How many of the lines below include "tree"? Give the number and no other words.

Stored data entries
######
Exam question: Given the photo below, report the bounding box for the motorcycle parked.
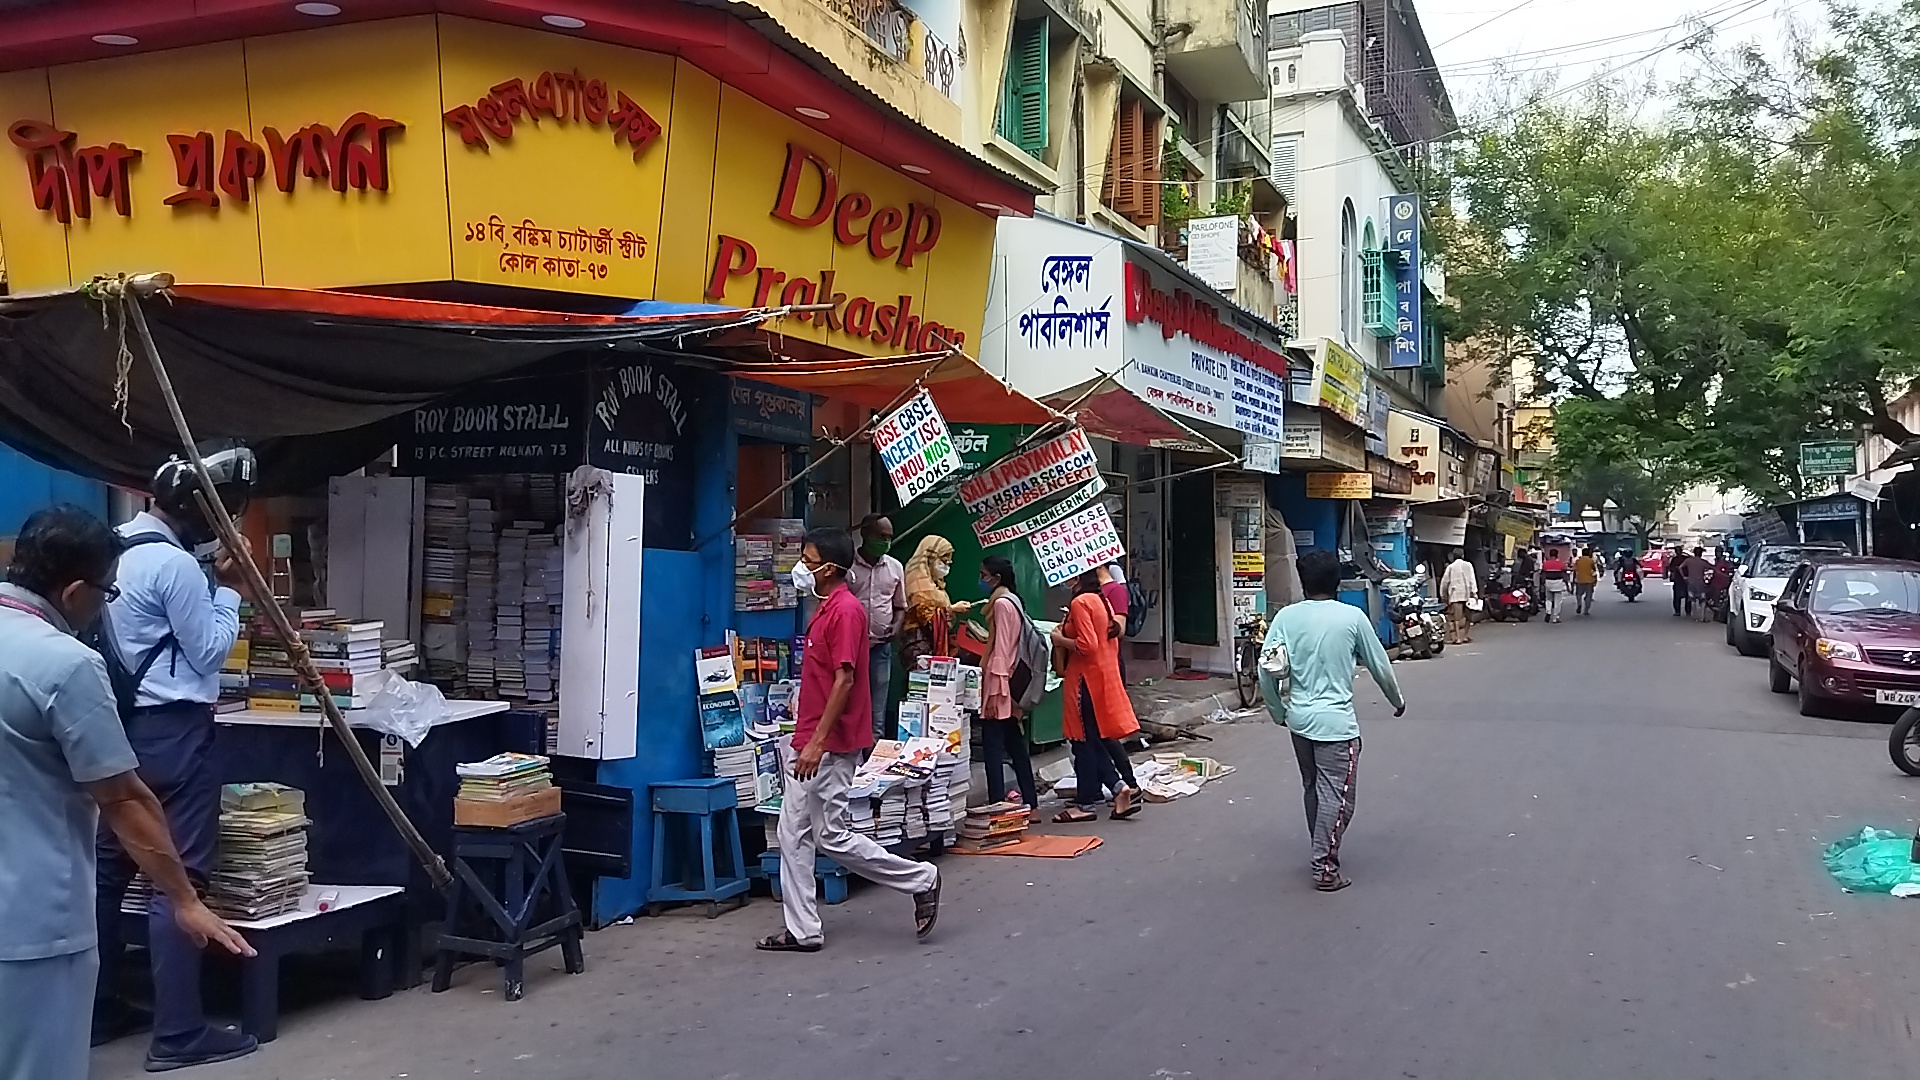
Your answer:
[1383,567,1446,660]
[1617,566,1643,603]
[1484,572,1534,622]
######
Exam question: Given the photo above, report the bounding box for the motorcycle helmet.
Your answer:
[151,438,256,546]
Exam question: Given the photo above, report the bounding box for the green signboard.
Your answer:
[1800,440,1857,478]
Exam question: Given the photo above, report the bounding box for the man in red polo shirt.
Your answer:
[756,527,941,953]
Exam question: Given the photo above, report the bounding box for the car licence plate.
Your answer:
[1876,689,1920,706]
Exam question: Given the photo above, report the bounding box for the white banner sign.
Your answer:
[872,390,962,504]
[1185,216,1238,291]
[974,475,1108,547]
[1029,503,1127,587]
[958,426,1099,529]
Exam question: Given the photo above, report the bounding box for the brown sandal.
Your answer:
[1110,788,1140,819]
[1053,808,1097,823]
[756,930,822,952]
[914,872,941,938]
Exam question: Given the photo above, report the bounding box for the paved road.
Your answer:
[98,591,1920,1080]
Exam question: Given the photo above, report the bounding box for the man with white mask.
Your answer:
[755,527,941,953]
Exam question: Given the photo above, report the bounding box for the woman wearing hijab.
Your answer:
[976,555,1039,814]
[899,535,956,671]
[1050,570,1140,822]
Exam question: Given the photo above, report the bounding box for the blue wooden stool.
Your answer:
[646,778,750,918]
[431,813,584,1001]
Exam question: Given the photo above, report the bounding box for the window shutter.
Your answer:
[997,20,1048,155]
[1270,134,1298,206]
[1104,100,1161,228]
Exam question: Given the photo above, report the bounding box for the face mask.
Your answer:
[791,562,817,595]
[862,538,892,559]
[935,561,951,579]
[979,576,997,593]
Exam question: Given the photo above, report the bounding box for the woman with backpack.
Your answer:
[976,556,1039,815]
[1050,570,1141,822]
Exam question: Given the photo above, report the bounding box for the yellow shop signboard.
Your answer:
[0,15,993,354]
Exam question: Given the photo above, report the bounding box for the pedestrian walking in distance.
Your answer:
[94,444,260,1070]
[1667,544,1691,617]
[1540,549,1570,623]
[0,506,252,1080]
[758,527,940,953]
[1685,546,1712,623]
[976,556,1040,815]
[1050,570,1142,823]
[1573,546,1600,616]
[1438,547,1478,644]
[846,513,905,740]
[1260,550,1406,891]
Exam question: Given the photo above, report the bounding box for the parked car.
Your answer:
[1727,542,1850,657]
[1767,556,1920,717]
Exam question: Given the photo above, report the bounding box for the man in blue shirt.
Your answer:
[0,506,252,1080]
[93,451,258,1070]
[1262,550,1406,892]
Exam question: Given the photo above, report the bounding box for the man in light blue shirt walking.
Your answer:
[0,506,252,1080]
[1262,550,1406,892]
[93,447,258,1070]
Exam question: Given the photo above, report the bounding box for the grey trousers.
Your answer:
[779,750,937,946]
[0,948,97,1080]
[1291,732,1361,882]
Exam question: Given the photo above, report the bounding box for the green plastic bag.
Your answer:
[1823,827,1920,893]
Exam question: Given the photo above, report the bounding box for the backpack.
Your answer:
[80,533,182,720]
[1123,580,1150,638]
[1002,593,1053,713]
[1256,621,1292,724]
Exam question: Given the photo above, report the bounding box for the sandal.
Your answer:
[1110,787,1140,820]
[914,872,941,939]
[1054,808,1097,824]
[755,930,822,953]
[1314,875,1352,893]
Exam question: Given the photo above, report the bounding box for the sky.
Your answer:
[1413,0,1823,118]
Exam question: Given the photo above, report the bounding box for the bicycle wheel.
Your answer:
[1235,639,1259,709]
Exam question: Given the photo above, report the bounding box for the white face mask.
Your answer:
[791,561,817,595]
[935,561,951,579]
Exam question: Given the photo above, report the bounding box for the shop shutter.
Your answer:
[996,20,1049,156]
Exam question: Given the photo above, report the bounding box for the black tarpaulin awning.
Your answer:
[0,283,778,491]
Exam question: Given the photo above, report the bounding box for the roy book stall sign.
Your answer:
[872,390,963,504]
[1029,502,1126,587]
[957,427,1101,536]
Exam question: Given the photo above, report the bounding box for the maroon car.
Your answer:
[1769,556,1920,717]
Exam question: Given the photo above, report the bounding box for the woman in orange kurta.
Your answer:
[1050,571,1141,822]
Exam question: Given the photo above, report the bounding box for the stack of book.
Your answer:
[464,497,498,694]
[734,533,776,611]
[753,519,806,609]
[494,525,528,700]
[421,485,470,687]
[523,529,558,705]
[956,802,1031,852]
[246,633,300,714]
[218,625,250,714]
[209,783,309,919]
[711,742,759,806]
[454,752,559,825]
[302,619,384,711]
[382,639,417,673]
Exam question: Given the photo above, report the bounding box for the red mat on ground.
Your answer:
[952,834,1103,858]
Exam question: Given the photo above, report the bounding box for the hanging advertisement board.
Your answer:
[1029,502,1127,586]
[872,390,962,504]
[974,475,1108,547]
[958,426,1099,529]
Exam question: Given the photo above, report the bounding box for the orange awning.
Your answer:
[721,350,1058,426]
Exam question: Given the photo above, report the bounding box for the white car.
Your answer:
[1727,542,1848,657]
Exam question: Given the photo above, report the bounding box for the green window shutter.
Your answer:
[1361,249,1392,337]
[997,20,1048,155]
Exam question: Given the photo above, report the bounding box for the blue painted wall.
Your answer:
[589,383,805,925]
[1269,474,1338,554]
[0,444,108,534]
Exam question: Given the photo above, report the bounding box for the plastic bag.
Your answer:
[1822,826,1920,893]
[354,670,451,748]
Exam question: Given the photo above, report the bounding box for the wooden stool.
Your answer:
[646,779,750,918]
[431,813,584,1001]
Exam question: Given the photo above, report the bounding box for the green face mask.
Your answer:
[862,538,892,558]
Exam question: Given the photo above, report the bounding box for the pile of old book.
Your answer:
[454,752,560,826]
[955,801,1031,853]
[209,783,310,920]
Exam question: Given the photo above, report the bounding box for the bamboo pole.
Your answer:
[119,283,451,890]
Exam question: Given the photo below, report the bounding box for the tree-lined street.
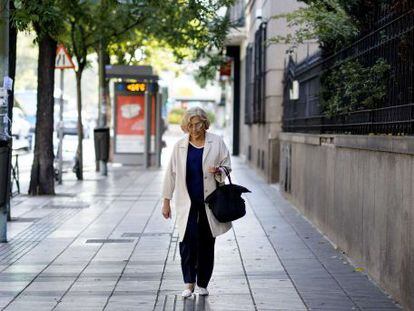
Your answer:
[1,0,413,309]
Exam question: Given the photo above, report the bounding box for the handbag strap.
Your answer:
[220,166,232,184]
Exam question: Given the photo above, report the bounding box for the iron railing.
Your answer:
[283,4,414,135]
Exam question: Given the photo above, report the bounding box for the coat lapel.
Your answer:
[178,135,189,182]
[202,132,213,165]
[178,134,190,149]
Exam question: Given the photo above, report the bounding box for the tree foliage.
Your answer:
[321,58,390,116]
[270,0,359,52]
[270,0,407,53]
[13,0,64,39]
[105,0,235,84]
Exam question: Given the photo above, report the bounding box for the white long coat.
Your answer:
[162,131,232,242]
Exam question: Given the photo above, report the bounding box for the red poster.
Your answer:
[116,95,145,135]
######
[SOLUTION TO THE PROBLEM] 2